* Tasks:
• a. In the interview excerpt about the International Game Lab, transcribe the passage that begins at the words "Chris: You talked" and stops after "more about this?".
• b. Answer these questions using the interview excerpt about the International Game Lab:
(i) Which phrase from the press release does Chris quote?
(ii) How far from mass-market adoption does Philip Tan say the technology in some academic papers is?
(iii) What kind of game does Philip Tan say can easily get noticed?
• c. Continue the interview with Philip Tan about the International Game Lab, beginning after its final sentence.

* Text provided:

Chris: You talked about earlier and the press release mentions the “development of publicly distributable games”. I’m especially interested in the idea that game publishers might be able to work with you to actually get the rights to the prototypes produced by the lab and work them into full games. Can you talk more about this?

Philip Tan: The game industry isn’t particularly fond of reading research papers from academia, for a variety of reasons. They’re dry, they’re overly general, they don’t necessarily consider market pressures, and they either discuss concepts that require technology that’s still five or ten years from mass-market adoption or obsess over game play and ideas that are considered to be already dated and thoroughly explored by the industry.

Even if the International Game Lab puts out relevant, useful research, or reexamines old ideas to address new audiences, it needs to be communicated to the industry in a way that emphasizes its relevance and applicability. Naturally, the industry pays attention to games. A small, obscure game with a good idea can easily get noticed, highlighted in forums and industry press, played, and critiqued. That kind of close attention expands further if the game is available for online download, and we can then get direct feedback about how good the game and the idea really is. As a side effect, we’ll also have to keep in mind the kinds of issues that game developers face every day: platform limitations, tight deadlines, player demographics, and bug patches.

* Dataset entries:

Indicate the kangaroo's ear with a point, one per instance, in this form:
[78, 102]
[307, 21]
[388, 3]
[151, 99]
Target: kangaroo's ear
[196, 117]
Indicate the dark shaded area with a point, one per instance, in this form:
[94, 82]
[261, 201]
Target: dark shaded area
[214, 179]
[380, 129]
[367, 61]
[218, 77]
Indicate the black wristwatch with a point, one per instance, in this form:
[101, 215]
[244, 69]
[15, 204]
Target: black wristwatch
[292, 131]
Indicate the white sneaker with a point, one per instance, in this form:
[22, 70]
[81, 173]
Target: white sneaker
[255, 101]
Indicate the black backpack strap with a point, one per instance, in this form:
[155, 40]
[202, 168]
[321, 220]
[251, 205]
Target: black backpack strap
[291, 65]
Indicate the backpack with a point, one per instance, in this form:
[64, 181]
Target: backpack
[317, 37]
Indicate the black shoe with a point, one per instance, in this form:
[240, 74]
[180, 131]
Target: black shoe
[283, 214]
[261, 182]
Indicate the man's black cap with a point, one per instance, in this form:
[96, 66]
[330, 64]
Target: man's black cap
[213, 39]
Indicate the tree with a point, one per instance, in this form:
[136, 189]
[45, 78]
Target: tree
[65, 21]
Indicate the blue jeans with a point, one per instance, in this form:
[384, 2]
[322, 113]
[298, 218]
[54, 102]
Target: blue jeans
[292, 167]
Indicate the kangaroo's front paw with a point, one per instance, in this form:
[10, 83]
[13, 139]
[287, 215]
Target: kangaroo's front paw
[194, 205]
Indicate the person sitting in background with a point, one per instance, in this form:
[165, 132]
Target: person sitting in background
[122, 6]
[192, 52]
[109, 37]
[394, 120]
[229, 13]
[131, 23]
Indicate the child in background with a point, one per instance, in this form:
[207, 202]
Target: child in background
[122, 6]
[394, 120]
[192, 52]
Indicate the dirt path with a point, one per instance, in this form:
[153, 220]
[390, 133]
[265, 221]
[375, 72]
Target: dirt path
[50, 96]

* Answer set:
• a.
Chris: You talked about earlier and the press release mentions the “development of publicly distributable games”. I’m especially interested in the idea that game publishers might be able to work with you to actually get the rights to the prototypes produced by the lab and work them into full games. Can you talk more about this?

• b.
(i) "development of publicly distributable games"
(ii) Five or ten years
(iii) A small, obscure game with a good idea

• c.
We’re challenging ourselves to actually make games that will be designed around the core ideas of the research from the initiative. And by taking them to publishers, we want to raise the bar of how game projects from academia will be judged. Some of them won’t get picked up, so we’ll just make them publicly downloadable as experiments. But if we can get them into retail channels, we now have a real metric to assess how successful the idea is, and we will have real pressure to work on ideas that actually make better games. For a student, being part of the Game Lab means you has an additional opportunity to graduate with a commercial product in your portfolio.

We’re not under the illusion that we’re going to be able to compete against triple-A, commercial off-the-shelf games. However, in the online digital distribution space, there appears to be a real market for the small, niche title with a good idea. We also want to be producing a lot of games, somewhere between 5 and 10 games each year. You can’t really guarantee a hit in this industry; certainly not with our budgets. You can have all the production values and ideas, but the market can just choose to look the other way sometimes.

Chris: What do you feel needs fixing about the video game design process in general? In other words, what will the Lab do that the video game industry is currently failing to? I feel like truly innovative and groundbreaking great game ideas get squashed often because the powers that be are just looking for things that are marketable — am I on the right track, or missing the point?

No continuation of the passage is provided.